## Short problem 1
According to the history of the Ohlau district, on what date was the district temporarily dissolved?
## Short problem 2
Name every village that the history of the Ohlau district says moved from the Breslau district to the Ohlau district in the reform of January 1, 1818.
## Short problem 3
Pick up the history of the Ohlau district right after its final sentence and carry it forward.

## Source document
= Landkreis Ohlau =

Administrative district of Prussian Silesia

Map of Ohlau, 1905

The District of Ohlau (Landkreis Ohlau) was a Prussian district in Silesia, which existed between 1742 and 1932 and then from 1933 to 1945. The district office was in the city of Ohlau. The territory of this district is now part of the Lower Silesian Voivodeship in Poland.

== History ==
After conquering most of Silesia, King Frederick the Great introduced Prussian administrative structures in Lower Silesia by cabinet order on November 25, 1741. This included the establishment of two war and domain chambers in Breslau and Glogau as well as their subdivision into districts and the appointment of district administrators on January 1, 1742.

In the course of the Stein-Hardenberg reforms in 1815, the district of Ohlau was assigned to Regierungsbezirk Breslau in the Province of Silesia. In the course of border adjustments between the Silesian administrative districts, the town of Wansen and the villages of Alt Wansen, Bischwitz, Halbendorf, Johnwitz, Knischwitz and Spurwitz were transferred from the Grottkau district to the Ohlau district in 1816. During the district reform of January 1, 1818 in Regierungsbezirk Breslau, the villages of Beckern, Jeltsch, Lange, Neuvorwerk and Rattwitz were transferred from the Breslau district to the Ohlau district.

On November 8, 1919, the province of Silesia was dissolved and the new Province of Lower Silesia was formed from Regierungsbezirk Breslau and Regierungsbezirk Liegnitz. On October 1, 1932, the Ohlau district was temporarily dissolved. The town of Wansen and the rural communities of Alt Wansen, Brosewitz, Hermsdorf, Johnwitz, Knischwitz, Köchendorf, Marienau and Spurwitz were assigned to the Strehlen district, while the rest of the territory of the Ohlau district was merged into the Brieg district. The background to this were emergency ordinances of the Reich President on austerity measures, after which a number of districts were dissolved.

## Dataset rows
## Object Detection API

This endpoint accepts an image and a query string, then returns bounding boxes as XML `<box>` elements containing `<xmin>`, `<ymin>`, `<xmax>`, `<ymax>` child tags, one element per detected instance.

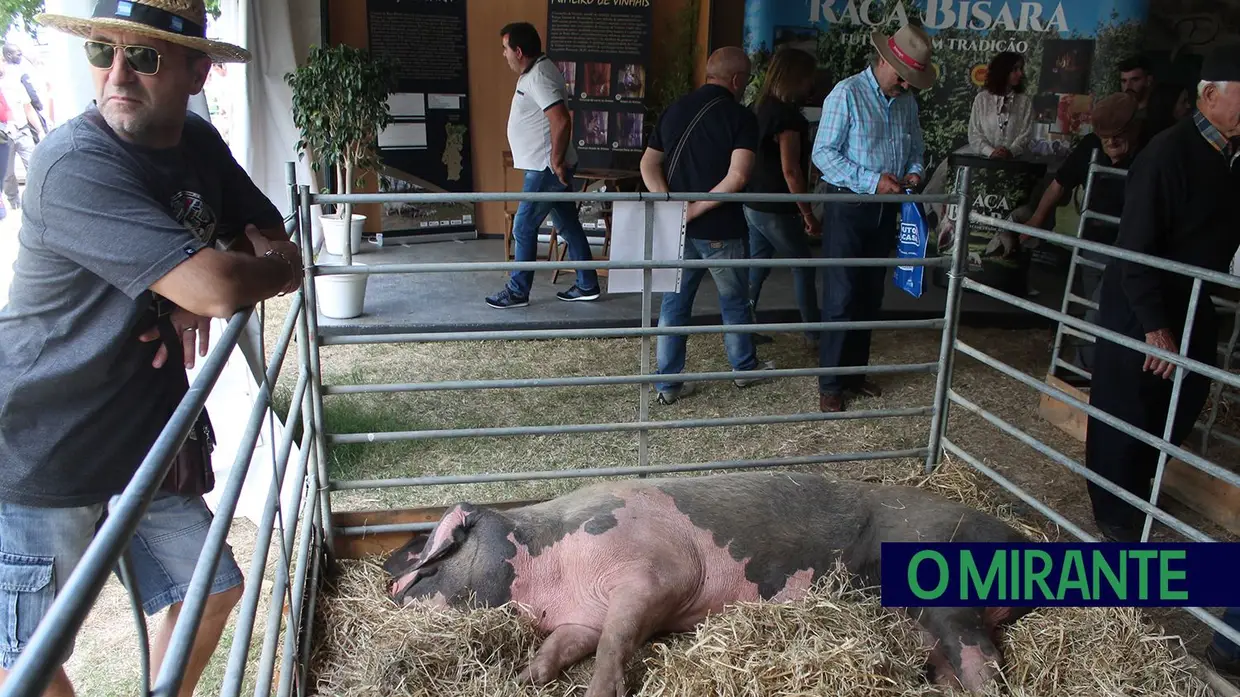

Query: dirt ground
<box><xmin>43</xmin><ymin>286</ymin><xmax>1223</xmax><ymax>695</ymax></box>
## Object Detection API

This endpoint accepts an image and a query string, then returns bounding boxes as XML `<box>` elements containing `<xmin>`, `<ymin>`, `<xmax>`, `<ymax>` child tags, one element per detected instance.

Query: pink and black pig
<box><xmin>384</xmin><ymin>471</ymin><xmax>1028</xmax><ymax>697</ymax></box>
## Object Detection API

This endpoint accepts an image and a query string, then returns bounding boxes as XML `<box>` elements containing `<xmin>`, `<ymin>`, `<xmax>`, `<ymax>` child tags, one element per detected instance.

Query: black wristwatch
<box><xmin>263</xmin><ymin>249</ymin><xmax>301</xmax><ymax>298</ymax></box>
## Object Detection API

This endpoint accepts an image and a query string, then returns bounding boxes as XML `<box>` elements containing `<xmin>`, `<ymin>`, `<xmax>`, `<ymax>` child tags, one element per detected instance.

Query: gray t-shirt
<box><xmin>0</xmin><ymin>107</ymin><xmax>281</xmax><ymax>507</ymax></box>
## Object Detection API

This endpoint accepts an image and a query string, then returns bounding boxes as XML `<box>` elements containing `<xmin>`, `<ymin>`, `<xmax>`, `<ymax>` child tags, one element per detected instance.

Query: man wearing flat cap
<box><xmin>1027</xmin><ymin>92</ymin><xmax>1145</xmax><ymax>377</ymax></box>
<box><xmin>812</xmin><ymin>25</ymin><xmax>935</xmax><ymax>412</ymax></box>
<box><xmin>1085</xmin><ymin>47</ymin><xmax>1240</xmax><ymax>542</ymax></box>
<box><xmin>0</xmin><ymin>0</ymin><xmax>303</xmax><ymax>696</ymax></box>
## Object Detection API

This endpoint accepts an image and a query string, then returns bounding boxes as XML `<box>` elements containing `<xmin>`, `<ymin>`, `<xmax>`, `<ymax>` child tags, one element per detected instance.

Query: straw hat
<box><xmin>869</xmin><ymin>25</ymin><xmax>936</xmax><ymax>89</ymax></box>
<box><xmin>35</xmin><ymin>0</ymin><xmax>250</xmax><ymax>63</ymax></box>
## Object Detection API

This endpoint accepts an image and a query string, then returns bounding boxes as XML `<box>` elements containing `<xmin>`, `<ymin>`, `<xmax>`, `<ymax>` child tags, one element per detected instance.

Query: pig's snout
<box><xmin>956</xmin><ymin>644</ymin><xmax>999</xmax><ymax>695</ymax></box>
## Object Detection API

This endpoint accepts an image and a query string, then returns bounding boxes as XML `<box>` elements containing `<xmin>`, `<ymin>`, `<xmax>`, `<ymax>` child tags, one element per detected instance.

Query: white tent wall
<box><xmin>40</xmin><ymin>0</ymin><xmax>320</xmax><ymax>523</ymax></box>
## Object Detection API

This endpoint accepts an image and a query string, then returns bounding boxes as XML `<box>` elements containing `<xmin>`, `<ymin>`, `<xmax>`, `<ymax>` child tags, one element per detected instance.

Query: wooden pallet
<box><xmin>1038</xmin><ymin>375</ymin><xmax>1240</xmax><ymax>535</ymax></box>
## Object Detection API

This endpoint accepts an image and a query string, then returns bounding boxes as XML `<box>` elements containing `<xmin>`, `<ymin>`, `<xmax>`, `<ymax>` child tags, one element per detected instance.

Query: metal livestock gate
<box><xmin>0</xmin><ymin>165</ymin><xmax>1240</xmax><ymax>697</ymax></box>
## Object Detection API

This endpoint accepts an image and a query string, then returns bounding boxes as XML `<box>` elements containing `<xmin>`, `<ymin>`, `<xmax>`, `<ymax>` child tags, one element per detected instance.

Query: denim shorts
<box><xmin>0</xmin><ymin>492</ymin><xmax>242</xmax><ymax>670</ymax></box>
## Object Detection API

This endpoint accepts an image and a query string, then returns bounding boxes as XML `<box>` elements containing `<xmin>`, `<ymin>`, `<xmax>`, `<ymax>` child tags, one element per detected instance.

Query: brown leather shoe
<box><xmin>818</xmin><ymin>393</ymin><xmax>844</xmax><ymax>413</ymax></box>
<box><xmin>851</xmin><ymin>380</ymin><xmax>883</xmax><ymax>397</ymax></box>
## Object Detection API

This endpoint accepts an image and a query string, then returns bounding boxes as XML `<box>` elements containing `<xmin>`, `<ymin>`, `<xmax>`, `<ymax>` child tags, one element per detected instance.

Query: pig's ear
<box><xmin>413</xmin><ymin>505</ymin><xmax>477</xmax><ymax>569</ymax></box>
<box><xmin>383</xmin><ymin>532</ymin><xmax>428</xmax><ymax>575</ymax></box>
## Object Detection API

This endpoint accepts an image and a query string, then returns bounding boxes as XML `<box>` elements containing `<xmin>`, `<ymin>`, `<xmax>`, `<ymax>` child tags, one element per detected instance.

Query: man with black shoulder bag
<box><xmin>641</xmin><ymin>46</ymin><xmax>775</xmax><ymax>404</ymax></box>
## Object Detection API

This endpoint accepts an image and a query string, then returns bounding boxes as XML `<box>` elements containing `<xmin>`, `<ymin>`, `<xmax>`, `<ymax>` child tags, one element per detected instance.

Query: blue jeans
<box><xmin>745</xmin><ymin>207</ymin><xmax>822</xmax><ymax>339</ymax></box>
<box><xmin>508</xmin><ymin>167</ymin><xmax>599</xmax><ymax>298</ymax></box>
<box><xmin>1214</xmin><ymin>608</ymin><xmax>1240</xmax><ymax>660</ymax></box>
<box><xmin>655</xmin><ymin>238</ymin><xmax>758</xmax><ymax>392</ymax></box>
<box><xmin>818</xmin><ymin>203</ymin><xmax>899</xmax><ymax>394</ymax></box>
<box><xmin>0</xmin><ymin>492</ymin><xmax>242</xmax><ymax>668</ymax></box>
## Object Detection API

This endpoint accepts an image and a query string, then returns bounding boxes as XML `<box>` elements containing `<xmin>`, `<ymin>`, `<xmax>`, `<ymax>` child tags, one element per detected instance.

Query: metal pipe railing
<box><xmin>327</xmin><ymin>448</ymin><xmax>926</xmax><ymax>491</ymax></box>
<box><xmin>321</xmin><ymin>317</ymin><xmax>942</xmax><ymax>344</ymax></box>
<box><xmin>322</xmin><ymin>362</ymin><xmax>939</xmax><ymax>394</ymax></box>
<box><xmin>925</xmin><ymin>167</ymin><xmax>972</xmax><ymax>473</ymax></box>
<box><xmin>340</xmin><ymin>448</ymin><xmax>926</xmax><ymax>536</ymax></box>
<box><xmin>326</xmin><ymin>404</ymin><xmax>932</xmax><ymax>445</ymax></box>
<box><xmin>321</xmin><ymin>317</ymin><xmax>942</xmax><ymax>344</ymax></box>
<box><xmin>312</xmin><ymin>257</ymin><xmax>950</xmax><ymax>275</ymax></box>
<box><xmin>310</xmin><ymin>191</ymin><xmax>956</xmax><ymax>203</ymax></box>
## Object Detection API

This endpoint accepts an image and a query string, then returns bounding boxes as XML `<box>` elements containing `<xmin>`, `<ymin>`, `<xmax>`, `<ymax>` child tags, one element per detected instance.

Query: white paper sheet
<box><xmin>427</xmin><ymin>94</ymin><xmax>461</xmax><ymax>109</ymax></box>
<box><xmin>388</xmin><ymin>92</ymin><xmax>427</xmax><ymax>117</ymax></box>
<box><xmin>608</xmin><ymin>201</ymin><xmax>688</xmax><ymax>293</ymax></box>
<box><xmin>379</xmin><ymin>123</ymin><xmax>427</xmax><ymax>148</ymax></box>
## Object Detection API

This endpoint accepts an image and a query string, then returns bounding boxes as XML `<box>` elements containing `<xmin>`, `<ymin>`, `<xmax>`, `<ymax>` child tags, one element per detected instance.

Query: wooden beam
<box><xmin>1162</xmin><ymin>448</ymin><xmax>1240</xmax><ymax>535</ymax></box>
<box><xmin>331</xmin><ymin>501</ymin><xmax>538</xmax><ymax>559</ymax></box>
<box><xmin>1038</xmin><ymin>373</ymin><xmax>1089</xmax><ymax>443</ymax></box>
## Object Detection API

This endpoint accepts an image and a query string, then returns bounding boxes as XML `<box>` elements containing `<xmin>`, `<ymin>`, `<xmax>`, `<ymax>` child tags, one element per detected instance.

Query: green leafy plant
<box><xmin>650</xmin><ymin>0</ymin><xmax>699</xmax><ymax>118</ymax></box>
<box><xmin>0</xmin><ymin>0</ymin><xmax>219</xmax><ymax>33</ymax></box>
<box><xmin>284</xmin><ymin>45</ymin><xmax>396</xmax><ymax>221</ymax></box>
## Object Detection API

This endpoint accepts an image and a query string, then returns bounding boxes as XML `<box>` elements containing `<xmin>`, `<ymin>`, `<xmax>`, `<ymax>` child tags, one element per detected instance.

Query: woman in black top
<box><xmin>745</xmin><ymin>47</ymin><xmax>822</xmax><ymax>351</ymax></box>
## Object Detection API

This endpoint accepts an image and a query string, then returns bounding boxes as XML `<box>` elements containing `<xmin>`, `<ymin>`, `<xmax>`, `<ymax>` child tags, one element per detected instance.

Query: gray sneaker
<box><xmin>657</xmin><ymin>382</ymin><xmax>697</xmax><ymax>404</ymax></box>
<box><xmin>732</xmin><ymin>361</ymin><xmax>775</xmax><ymax>387</ymax></box>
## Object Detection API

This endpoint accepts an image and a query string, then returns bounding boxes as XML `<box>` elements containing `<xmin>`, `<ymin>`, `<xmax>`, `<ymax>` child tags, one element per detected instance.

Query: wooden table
<box><xmin>551</xmin><ymin>169</ymin><xmax>641</xmax><ymax>285</ymax></box>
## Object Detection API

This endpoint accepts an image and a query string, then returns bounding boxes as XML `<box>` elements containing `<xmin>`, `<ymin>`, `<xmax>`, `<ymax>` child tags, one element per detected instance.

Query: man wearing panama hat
<box><xmin>813</xmin><ymin>25</ymin><xmax>935</xmax><ymax>412</ymax></box>
<box><xmin>0</xmin><ymin>0</ymin><xmax>301</xmax><ymax>696</ymax></box>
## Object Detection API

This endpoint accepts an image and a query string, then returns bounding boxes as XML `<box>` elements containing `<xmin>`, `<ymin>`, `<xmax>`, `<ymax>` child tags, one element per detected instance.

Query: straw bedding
<box><xmin>311</xmin><ymin>463</ymin><xmax>1211</xmax><ymax>697</ymax></box>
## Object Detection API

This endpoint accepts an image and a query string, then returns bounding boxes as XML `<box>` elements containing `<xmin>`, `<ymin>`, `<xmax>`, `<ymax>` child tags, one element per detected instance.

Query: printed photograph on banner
<box><xmin>582</xmin><ymin>63</ymin><xmax>611</xmax><ymax>99</ymax></box>
<box><xmin>556</xmin><ymin>61</ymin><xmax>577</xmax><ymax>94</ymax></box>
<box><xmin>613</xmin><ymin>112</ymin><xmax>645</xmax><ymax>150</ymax></box>
<box><xmin>743</xmin><ymin>0</ymin><xmax>1140</xmax><ymax>171</ymax></box>
<box><xmin>616</xmin><ymin>63</ymin><xmax>646</xmax><ymax>99</ymax></box>
<box><xmin>1040</xmin><ymin>38</ymin><xmax>1094</xmax><ymax>94</ymax></box>
<box><xmin>573</xmin><ymin>109</ymin><xmax>608</xmax><ymax>148</ymax></box>
<box><xmin>379</xmin><ymin>167</ymin><xmax>474</xmax><ymax>232</ymax></box>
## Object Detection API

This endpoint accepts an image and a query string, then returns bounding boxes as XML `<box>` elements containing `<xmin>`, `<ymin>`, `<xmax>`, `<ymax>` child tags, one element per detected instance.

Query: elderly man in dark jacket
<box><xmin>1085</xmin><ymin>47</ymin><xmax>1240</xmax><ymax>542</ymax></box>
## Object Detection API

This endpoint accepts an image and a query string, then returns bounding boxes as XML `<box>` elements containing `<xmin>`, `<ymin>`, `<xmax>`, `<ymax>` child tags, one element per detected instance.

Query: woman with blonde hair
<box><xmin>745</xmin><ymin>47</ymin><xmax>822</xmax><ymax>351</ymax></box>
<box><xmin>968</xmin><ymin>51</ymin><xmax>1033</xmax><ymax>159</ymax></box>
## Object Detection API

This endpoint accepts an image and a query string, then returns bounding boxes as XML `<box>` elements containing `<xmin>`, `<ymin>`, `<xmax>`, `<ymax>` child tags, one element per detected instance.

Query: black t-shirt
<box><xmin>1055</xmin><ymin>133</ymin><xmax>1133</xmax><ymax>244</ymax></box>
<box><xmin>745</xmin><ymin>97</ymin><xmax>810</xmax><ymax>215</ymax></box>
<box><xmin>649</xmin><ymin>84</ymin><xmax>758</xmax><ymax>239</ymax></box>
<box><xmin>1102</xmin><ymin>118</ymin><xmax>1240</xmax><ymax>339</ymax></box>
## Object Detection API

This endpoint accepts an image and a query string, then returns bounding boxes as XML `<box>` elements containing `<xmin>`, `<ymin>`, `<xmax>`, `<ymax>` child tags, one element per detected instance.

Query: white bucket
<box><xmin>321</xmin><ymin>213</ymin><xmax>366</xmax><ymax>257</ymax></box>
<box><xmin>314</xmin><ymin>260</ymin><xmax>371</xmax><ymax>320</ymax></box>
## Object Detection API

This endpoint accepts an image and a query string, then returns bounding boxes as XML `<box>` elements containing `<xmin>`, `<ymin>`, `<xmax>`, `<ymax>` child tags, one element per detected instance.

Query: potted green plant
<box><xmin>284</xmin><ymin>45</ymin><xmax>396</xmax><ymax>319</ymax></box>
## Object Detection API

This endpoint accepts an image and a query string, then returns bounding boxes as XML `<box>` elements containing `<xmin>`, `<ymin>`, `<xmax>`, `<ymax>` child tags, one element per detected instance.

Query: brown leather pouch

## Task answer 1
October 1, 1932.

## Task answer 2
Beckern, Jeltsch, Lange, Neuvorwerk, Rattwitz

## Task answer 3
On October 1, 1933, the Ohlau district was re-established, but did not include the part that had fallen to the Strehlen district in 1932. On April 1, 1938, the provinces of Lower Silesia and Upper Silesia were merged to form the new province of Silesia. On January 18, 1941, the province of Silesia was dissolved again and the province of Lower Silesia was recreated. In the spring of 1945, the Red Army occupied the district. It was placed under Polish administration in the summer of 1945, in accordance with the Potsdam Agreement.

== Demographics ==
According to the Prussian census of 1861, the Ohlau district had a population of 51,988, of which 51,236 (98.55%) were Germans and 752 (1.45%) were Poles.

== Place names ==
In 1936/1937 some municipalities in the district were renamed:

- Goy → Göllnerhain,
- Graduschwitz → Grasau
- Groß Dupine → Groß Eichau
- Jankau → Grünaue
- Kontschwitz → Hohenlinde (Schlesien)
- Laskowitz → Markstädt
- Niefnig → Kresseheim
- Quosnitz → Quosdorf
- Radlowitz → Radwaldau
- Raduschkowitz → Freudenfeld
- Schwoika → Silingental
- Stannowitz → Eisfeld (Schlesien)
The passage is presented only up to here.